Instructions for the task: Pick out each line in the data below that contains the word "mountain" and copy those lines out in full.

Raw data:
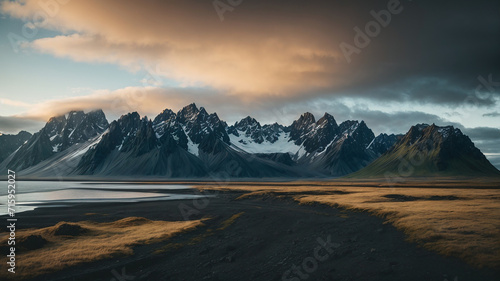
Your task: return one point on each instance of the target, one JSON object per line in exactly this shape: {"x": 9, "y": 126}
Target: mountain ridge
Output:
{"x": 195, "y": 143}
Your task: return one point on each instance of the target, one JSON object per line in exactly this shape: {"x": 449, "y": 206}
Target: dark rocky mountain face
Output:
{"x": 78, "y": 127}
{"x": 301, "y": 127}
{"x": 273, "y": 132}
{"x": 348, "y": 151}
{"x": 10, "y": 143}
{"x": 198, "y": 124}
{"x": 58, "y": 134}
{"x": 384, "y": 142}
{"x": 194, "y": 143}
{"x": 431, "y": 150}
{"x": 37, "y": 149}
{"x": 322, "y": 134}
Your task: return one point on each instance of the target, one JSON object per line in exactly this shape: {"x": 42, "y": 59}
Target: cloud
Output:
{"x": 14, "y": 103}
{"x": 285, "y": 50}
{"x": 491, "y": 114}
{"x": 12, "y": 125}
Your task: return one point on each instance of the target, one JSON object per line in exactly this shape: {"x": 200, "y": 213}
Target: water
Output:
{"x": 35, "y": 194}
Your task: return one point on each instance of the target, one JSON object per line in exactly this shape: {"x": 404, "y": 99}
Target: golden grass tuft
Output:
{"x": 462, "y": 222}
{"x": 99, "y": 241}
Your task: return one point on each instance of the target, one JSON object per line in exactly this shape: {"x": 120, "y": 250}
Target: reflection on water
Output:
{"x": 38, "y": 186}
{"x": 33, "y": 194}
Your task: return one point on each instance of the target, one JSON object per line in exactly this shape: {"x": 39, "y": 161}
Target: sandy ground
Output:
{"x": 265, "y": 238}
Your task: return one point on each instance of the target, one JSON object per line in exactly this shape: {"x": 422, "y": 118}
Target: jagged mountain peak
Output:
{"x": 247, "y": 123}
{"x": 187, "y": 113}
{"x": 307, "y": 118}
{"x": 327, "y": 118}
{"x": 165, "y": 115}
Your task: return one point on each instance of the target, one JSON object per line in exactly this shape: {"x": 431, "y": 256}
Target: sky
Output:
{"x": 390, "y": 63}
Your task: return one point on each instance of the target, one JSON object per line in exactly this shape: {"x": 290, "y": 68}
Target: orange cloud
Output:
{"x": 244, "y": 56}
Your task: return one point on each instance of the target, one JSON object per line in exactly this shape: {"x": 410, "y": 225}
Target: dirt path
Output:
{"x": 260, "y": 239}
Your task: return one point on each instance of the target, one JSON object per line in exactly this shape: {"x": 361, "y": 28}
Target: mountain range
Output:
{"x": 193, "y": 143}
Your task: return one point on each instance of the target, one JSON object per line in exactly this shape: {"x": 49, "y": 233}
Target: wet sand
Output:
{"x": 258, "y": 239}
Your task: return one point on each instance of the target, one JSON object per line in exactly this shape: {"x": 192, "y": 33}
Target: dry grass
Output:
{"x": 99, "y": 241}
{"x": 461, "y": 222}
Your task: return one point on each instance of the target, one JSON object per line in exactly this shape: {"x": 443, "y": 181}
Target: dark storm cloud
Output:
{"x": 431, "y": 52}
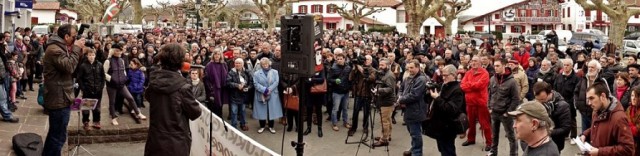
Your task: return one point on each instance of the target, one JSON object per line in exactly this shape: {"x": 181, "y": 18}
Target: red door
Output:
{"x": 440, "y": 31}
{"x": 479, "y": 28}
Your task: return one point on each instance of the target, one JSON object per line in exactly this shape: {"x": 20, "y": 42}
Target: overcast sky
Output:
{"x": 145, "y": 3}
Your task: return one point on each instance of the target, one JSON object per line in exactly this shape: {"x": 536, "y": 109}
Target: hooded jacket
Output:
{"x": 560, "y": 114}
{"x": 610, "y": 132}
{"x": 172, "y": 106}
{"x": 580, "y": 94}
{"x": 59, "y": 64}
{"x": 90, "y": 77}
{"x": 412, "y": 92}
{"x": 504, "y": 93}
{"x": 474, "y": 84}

==

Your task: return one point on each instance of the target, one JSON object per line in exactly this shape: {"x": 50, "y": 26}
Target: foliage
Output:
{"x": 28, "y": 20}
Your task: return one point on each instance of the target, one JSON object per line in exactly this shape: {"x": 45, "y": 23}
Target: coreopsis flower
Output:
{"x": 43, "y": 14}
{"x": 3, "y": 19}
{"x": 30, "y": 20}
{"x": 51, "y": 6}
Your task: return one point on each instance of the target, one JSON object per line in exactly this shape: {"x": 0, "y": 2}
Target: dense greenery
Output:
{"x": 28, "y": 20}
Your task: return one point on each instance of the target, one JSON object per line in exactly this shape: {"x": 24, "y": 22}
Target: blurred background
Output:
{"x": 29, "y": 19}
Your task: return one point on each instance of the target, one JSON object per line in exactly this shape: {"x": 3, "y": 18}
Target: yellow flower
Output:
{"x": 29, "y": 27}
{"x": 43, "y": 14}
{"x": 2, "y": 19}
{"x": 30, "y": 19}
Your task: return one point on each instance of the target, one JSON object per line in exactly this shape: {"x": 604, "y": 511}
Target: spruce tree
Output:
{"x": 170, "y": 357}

--

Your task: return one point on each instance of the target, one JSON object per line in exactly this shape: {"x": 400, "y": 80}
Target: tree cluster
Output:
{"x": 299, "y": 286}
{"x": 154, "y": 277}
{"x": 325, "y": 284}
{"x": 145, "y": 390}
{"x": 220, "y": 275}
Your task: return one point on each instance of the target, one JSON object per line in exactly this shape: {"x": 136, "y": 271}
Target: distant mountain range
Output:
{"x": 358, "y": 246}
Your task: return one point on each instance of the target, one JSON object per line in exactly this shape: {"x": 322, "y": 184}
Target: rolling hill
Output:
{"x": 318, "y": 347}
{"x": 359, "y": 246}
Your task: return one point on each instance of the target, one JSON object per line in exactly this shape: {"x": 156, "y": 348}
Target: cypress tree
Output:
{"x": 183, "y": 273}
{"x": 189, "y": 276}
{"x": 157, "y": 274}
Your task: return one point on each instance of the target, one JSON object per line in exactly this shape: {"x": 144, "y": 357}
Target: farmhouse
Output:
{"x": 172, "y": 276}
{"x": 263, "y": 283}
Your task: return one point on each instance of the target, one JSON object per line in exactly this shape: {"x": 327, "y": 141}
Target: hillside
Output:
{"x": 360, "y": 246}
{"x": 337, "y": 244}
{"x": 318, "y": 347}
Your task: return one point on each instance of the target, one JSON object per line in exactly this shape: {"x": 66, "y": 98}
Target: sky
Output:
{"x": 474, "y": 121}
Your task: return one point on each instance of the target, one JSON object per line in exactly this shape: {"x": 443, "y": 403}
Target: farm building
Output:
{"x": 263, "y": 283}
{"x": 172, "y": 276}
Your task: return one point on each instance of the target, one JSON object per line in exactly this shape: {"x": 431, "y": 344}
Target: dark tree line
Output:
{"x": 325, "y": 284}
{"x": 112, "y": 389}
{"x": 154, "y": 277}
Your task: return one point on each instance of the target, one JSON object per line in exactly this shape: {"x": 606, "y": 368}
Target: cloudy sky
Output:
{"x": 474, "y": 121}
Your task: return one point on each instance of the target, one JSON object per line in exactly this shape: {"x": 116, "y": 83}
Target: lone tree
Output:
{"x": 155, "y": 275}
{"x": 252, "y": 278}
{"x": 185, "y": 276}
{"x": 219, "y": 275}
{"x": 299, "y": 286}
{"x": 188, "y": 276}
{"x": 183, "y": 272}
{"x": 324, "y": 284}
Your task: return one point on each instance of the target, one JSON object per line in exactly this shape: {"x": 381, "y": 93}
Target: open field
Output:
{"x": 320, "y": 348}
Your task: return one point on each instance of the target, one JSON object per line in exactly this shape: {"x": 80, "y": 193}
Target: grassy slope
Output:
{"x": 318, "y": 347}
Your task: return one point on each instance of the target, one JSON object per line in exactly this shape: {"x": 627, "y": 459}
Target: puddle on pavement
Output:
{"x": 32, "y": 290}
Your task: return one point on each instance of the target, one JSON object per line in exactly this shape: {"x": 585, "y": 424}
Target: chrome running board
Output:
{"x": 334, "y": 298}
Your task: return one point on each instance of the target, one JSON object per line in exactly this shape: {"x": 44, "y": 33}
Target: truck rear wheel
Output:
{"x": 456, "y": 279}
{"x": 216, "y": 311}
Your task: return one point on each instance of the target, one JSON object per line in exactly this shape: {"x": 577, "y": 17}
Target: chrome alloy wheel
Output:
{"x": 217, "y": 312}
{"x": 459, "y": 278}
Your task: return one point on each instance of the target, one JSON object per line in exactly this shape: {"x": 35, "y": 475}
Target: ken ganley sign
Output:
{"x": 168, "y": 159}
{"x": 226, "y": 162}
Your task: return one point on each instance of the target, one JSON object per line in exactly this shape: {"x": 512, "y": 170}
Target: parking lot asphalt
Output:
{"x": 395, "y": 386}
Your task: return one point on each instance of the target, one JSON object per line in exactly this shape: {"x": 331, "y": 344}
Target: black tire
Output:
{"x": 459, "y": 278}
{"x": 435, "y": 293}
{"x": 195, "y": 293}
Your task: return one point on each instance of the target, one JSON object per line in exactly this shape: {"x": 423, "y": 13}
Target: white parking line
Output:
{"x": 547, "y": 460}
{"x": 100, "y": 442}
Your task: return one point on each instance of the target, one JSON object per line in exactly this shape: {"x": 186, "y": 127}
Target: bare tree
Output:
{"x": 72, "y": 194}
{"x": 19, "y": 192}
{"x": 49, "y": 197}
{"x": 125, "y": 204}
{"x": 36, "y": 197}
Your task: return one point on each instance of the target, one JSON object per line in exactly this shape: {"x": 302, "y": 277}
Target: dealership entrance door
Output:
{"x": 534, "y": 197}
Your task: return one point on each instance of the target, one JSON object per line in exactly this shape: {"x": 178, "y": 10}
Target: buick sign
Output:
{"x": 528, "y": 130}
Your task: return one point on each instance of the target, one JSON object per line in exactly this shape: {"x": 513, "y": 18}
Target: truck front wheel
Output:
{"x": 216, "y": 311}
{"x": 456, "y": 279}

Solution:
Target: mountain ridge
Target: dark rocky mountain face
Target: jagged mountain peak
Target: mountain range
Target: distant mountain range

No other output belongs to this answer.